Starting with the line that contains "like (468, 722).", reproduce each line through the end of the entries exactly as written.

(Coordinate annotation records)
----

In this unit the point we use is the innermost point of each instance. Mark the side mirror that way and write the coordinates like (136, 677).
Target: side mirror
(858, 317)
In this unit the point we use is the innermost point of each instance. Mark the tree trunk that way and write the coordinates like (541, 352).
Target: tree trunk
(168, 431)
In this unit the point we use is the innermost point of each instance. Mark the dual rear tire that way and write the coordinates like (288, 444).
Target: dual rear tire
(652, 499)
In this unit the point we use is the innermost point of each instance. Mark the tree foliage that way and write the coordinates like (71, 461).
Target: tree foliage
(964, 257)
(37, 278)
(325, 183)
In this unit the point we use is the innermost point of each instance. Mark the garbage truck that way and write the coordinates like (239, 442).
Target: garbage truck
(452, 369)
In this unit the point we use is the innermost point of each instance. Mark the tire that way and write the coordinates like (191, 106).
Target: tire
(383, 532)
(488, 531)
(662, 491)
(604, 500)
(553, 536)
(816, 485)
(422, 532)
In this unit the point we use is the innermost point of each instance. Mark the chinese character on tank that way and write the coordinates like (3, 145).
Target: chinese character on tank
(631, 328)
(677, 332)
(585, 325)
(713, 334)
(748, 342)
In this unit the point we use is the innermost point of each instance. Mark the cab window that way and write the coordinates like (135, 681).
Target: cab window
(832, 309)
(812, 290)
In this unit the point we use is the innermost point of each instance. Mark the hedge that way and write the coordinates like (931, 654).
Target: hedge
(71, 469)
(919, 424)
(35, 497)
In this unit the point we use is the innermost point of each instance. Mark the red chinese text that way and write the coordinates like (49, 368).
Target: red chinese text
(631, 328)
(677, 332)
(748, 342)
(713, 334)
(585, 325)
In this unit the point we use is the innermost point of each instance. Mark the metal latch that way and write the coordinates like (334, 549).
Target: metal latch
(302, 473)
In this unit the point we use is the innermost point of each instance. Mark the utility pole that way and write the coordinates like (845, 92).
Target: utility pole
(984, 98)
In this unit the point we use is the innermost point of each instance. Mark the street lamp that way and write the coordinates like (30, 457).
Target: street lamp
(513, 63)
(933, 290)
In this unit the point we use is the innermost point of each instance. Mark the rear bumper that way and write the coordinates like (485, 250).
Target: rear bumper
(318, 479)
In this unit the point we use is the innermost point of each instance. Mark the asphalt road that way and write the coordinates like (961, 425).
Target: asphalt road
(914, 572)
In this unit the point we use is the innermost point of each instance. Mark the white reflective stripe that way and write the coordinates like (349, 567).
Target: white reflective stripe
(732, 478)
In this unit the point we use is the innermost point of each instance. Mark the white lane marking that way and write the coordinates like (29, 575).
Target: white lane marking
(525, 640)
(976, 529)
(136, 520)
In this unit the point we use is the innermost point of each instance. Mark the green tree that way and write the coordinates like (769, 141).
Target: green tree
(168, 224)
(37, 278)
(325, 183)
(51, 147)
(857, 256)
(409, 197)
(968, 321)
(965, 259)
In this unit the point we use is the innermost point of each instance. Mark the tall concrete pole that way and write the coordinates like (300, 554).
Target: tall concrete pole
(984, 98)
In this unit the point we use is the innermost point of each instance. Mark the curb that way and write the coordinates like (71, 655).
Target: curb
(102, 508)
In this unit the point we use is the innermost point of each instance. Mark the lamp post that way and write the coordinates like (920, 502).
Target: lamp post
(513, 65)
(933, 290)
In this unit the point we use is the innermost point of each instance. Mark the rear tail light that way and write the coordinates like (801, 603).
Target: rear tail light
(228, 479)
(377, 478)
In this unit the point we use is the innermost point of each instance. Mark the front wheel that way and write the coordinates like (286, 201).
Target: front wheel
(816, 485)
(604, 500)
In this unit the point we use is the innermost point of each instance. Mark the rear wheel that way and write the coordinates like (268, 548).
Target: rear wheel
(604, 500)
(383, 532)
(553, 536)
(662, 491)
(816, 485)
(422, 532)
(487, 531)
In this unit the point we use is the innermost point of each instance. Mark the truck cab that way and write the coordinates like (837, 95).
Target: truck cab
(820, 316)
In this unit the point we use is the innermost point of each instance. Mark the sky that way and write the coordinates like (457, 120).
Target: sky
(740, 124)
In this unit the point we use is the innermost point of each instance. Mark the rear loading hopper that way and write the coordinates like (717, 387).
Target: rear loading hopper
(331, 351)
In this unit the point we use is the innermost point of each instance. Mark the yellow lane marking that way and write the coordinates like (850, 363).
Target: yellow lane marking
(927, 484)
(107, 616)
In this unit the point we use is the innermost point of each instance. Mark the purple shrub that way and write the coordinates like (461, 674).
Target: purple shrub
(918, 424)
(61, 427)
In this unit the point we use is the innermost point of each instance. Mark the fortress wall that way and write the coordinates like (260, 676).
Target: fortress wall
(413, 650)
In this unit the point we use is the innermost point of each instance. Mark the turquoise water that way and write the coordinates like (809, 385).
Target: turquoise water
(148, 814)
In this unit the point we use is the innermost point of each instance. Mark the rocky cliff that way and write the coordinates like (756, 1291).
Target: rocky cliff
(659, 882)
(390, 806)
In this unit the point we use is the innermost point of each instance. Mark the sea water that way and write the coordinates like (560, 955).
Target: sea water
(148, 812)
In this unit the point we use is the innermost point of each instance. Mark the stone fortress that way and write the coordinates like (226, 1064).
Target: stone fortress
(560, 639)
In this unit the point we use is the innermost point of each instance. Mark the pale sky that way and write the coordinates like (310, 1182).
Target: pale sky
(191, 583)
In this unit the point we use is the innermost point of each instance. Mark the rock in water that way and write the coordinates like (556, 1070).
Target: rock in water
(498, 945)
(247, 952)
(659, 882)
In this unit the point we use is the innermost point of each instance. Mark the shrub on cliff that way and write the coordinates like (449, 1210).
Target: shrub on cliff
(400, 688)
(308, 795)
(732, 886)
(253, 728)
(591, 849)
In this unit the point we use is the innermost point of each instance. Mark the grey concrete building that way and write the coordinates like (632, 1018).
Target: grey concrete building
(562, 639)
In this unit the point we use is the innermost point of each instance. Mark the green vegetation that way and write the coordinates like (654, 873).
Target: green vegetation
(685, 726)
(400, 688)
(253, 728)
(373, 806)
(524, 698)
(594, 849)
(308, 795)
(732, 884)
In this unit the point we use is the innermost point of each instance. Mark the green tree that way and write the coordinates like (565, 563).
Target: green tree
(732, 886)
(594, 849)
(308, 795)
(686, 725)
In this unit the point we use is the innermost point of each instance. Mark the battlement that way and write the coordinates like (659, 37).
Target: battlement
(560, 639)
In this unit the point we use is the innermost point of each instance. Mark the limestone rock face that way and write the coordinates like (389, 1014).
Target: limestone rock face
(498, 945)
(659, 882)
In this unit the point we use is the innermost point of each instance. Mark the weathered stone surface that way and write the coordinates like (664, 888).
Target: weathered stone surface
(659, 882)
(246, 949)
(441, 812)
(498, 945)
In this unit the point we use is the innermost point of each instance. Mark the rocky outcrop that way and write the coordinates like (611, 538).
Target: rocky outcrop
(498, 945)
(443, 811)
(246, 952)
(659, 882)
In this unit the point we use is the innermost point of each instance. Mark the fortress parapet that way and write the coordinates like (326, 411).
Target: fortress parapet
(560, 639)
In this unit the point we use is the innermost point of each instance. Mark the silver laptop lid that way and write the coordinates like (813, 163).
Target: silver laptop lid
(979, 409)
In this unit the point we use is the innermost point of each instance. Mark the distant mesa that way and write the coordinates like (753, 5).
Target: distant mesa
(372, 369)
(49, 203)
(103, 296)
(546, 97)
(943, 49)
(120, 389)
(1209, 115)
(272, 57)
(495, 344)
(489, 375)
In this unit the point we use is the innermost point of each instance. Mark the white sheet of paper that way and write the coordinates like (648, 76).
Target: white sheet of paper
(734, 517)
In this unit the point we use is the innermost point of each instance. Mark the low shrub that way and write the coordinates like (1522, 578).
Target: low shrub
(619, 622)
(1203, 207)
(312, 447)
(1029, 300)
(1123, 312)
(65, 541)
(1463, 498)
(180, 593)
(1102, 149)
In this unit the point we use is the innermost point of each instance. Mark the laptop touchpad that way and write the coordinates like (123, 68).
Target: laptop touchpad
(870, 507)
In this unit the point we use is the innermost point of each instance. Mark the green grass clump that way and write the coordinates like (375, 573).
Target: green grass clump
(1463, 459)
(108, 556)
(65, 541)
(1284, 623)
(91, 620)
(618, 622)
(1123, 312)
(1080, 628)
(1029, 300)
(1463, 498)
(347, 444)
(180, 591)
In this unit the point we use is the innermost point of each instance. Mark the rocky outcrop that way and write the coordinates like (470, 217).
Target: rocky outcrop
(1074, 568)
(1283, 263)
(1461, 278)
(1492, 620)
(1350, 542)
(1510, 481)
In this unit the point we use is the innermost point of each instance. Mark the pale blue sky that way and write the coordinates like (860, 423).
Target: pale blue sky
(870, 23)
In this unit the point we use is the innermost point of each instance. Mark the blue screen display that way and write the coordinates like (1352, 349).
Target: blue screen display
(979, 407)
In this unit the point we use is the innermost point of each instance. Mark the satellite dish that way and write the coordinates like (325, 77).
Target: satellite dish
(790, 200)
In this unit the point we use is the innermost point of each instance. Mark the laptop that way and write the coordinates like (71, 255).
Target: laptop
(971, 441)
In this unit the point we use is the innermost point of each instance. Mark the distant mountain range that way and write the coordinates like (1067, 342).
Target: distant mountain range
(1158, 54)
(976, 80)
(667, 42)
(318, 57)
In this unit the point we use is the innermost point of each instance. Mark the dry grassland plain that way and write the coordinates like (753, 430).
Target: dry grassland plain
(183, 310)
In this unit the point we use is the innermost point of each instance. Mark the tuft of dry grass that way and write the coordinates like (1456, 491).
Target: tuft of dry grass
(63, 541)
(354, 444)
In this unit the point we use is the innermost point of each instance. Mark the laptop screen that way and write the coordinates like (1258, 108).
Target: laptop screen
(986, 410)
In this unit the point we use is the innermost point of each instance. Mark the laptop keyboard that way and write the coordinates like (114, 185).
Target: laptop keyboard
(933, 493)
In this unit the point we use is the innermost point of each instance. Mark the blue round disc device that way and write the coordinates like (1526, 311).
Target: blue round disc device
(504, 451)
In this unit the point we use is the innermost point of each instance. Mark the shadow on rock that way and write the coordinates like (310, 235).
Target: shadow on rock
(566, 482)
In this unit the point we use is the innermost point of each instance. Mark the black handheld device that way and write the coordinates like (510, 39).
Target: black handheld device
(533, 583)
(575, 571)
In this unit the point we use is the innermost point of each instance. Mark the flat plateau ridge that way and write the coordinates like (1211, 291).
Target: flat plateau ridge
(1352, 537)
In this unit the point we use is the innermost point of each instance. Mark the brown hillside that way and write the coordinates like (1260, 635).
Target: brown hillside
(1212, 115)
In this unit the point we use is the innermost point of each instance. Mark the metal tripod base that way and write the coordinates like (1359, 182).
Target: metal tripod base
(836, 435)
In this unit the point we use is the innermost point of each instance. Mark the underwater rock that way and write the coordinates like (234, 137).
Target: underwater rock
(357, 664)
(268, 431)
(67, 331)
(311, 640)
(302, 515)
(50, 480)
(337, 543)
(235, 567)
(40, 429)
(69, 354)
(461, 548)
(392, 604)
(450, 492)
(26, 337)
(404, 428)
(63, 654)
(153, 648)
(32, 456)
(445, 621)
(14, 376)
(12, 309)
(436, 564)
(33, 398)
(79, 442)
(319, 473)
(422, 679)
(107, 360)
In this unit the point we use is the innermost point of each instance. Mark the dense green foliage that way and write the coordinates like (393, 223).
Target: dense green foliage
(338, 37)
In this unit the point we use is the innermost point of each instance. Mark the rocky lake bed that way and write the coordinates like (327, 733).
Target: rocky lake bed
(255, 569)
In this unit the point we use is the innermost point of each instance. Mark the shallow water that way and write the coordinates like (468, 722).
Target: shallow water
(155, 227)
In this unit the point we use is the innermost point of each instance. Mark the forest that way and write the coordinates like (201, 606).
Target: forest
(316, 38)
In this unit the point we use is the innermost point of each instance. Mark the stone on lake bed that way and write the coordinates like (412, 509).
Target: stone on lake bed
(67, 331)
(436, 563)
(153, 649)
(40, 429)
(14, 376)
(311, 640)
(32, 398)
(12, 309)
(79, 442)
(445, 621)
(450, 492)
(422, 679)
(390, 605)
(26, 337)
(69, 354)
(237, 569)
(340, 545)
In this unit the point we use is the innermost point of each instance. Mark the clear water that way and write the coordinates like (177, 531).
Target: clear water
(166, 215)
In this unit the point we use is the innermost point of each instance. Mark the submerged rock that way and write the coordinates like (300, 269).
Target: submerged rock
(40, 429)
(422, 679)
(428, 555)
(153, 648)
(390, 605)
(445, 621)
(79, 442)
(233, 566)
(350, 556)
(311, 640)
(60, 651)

----

# Output below
In this unit the point we use is the innermost point of each instance. Mark the shallow water that way and write the coordinates like (468, 722).
Target: shallow water
(155, 227)
In this unit the point we use is the innermost point of each instance. Mark the forest that way and write the coordinates like (201, 606).
Target: forest
(316, 38)
In this unit the point we use is the innermost point of each instance. Mark the stone on lake bed that way and write the coordinates like (412, 509).
Target: stone on lake bed
(67, 331)
(436, 563)
(153, 649)
(40, 429)
(14, 376)
(311, 640)
(32, 398)
(12, 309)
(79, 442)
(445, 621)
(450, 492)
(422, 679)
(390, 605)
(26, 337)
(69, 354)
(237, 569)
(340, 545)
In this unit the point we use is the innermost point of each instance. Mark the clear water that way and write the coordinates like (177, 531).
Target: clear water
(166, 215)
In this unit the point we use is the innermost point of each instance. Mark the submerged rock that way and write the coordinates like (300, 269).
Target: submerged rock
(40, 429)
(422, 679)
(428, 555)
(153, 648)
(390, 605)
(445, 621)
(79, 442)
(233, 566)
(350, 556)
(311, 640)
(60, 651)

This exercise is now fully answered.